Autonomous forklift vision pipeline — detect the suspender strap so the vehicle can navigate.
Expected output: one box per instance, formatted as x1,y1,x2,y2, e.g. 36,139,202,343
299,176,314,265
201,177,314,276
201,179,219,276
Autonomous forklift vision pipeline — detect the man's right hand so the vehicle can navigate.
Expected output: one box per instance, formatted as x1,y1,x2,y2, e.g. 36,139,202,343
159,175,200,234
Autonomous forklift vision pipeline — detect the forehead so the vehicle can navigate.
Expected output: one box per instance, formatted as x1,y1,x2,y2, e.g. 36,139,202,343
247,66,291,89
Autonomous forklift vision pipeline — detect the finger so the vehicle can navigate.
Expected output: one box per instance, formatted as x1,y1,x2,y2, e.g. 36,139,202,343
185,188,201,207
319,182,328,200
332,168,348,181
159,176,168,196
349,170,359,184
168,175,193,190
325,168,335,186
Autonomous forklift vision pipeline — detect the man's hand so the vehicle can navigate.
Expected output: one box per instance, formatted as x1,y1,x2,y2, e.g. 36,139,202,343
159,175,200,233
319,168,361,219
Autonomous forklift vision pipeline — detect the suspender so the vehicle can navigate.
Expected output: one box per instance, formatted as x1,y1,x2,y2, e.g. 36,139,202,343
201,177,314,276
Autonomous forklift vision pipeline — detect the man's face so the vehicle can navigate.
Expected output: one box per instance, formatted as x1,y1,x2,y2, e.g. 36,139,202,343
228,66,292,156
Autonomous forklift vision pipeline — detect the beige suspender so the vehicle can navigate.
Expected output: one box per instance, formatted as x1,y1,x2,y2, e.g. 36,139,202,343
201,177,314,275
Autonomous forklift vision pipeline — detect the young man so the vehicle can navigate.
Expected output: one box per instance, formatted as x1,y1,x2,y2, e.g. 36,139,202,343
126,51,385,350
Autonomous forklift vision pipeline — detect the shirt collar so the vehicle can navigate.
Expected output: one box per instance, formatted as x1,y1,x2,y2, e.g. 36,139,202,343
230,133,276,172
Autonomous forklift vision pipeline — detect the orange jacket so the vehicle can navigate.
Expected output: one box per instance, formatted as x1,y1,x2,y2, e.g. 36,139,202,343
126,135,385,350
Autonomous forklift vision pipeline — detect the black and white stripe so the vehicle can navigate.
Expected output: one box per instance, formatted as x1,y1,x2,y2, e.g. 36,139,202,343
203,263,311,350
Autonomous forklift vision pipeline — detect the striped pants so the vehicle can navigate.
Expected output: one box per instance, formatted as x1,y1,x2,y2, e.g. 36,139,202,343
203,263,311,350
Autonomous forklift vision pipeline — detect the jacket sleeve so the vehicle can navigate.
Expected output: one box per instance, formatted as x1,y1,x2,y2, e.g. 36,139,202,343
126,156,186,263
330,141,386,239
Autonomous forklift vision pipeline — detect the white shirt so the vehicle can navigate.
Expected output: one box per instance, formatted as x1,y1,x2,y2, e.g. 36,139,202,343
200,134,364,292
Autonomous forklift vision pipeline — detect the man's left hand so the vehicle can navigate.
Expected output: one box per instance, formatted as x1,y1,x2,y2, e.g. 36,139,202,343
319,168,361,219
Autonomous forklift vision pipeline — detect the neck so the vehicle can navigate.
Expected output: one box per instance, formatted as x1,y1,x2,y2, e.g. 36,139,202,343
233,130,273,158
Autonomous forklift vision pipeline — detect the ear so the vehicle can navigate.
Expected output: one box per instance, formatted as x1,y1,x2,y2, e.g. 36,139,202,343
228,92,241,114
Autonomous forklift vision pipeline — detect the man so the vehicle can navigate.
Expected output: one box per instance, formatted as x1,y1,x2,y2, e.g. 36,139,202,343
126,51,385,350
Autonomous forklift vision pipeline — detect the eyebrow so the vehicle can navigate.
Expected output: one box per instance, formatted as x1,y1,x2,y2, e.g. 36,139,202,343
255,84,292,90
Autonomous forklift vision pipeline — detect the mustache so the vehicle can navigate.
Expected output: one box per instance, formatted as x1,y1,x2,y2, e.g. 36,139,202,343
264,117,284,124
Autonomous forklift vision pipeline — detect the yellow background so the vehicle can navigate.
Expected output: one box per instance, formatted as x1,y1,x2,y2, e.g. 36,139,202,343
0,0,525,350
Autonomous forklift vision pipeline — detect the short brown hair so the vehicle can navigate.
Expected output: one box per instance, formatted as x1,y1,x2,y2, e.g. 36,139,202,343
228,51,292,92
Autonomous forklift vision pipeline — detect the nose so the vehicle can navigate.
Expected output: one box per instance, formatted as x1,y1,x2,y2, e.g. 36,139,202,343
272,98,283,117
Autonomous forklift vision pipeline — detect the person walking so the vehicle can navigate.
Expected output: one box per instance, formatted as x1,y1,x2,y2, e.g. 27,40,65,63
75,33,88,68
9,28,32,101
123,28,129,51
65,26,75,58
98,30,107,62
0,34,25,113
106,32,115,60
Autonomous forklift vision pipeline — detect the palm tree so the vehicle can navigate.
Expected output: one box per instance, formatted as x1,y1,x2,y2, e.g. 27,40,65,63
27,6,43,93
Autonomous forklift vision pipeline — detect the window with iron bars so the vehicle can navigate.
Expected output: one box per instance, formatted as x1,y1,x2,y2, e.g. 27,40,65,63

====

- [Problem description] Rewrite the lines above, starting at the line that contains "Autonomous forklift vision pipeline — detect the short" and stopping after the line that contains "106,32,115,60". Keep the requests and their format samples unchanged, and multiply every box coordinate in the answers by 0.9, rounding to whole numbers with halves going up.

- [Written reply]
Autonomous forklift vision pipeline — detect the short brown hair so the vehicle can navigate.
Expected output: one box per instance, formatted as x1,y1,x2,y2, e.g. 36,139,202,343
205,46,263,83
Autonomous forklift vision pipeline — detect the nose so the vehicle can navigate.
Expected output: one box per instance, formatted as x1,y1,x2,y2, e.g. 36,139,202,343
245,88,255,105
Autonomous forklift vision pipeline — detect the person walking so the vehicle can navigate.
Expected output: one box per instance, formatted as x1,y1,x2,y2, e.g. 27,40,65,63
68,30,79,61
8,25,29,91
111,25,116,46
59,23,68,52
88,27,96,56
0,31,23,102
95,29,104,54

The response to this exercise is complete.